**WHAT THIS TASK INVOLVES**
Below are records; how many of their lines contain "screen"? Reply with the number and no other words.

(Data records)
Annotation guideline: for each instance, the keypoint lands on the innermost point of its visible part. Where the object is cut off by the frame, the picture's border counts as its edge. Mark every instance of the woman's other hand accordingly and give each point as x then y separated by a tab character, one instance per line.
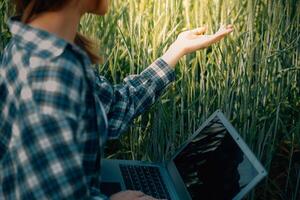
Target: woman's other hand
193	40
131	195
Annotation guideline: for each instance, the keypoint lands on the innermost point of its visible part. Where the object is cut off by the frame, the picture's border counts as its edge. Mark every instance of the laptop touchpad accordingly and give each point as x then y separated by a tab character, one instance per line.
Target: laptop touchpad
110	188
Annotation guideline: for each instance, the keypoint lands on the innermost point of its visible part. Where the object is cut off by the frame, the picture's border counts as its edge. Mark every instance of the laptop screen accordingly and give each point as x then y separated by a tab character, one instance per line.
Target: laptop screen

**ANSWER AREA**
2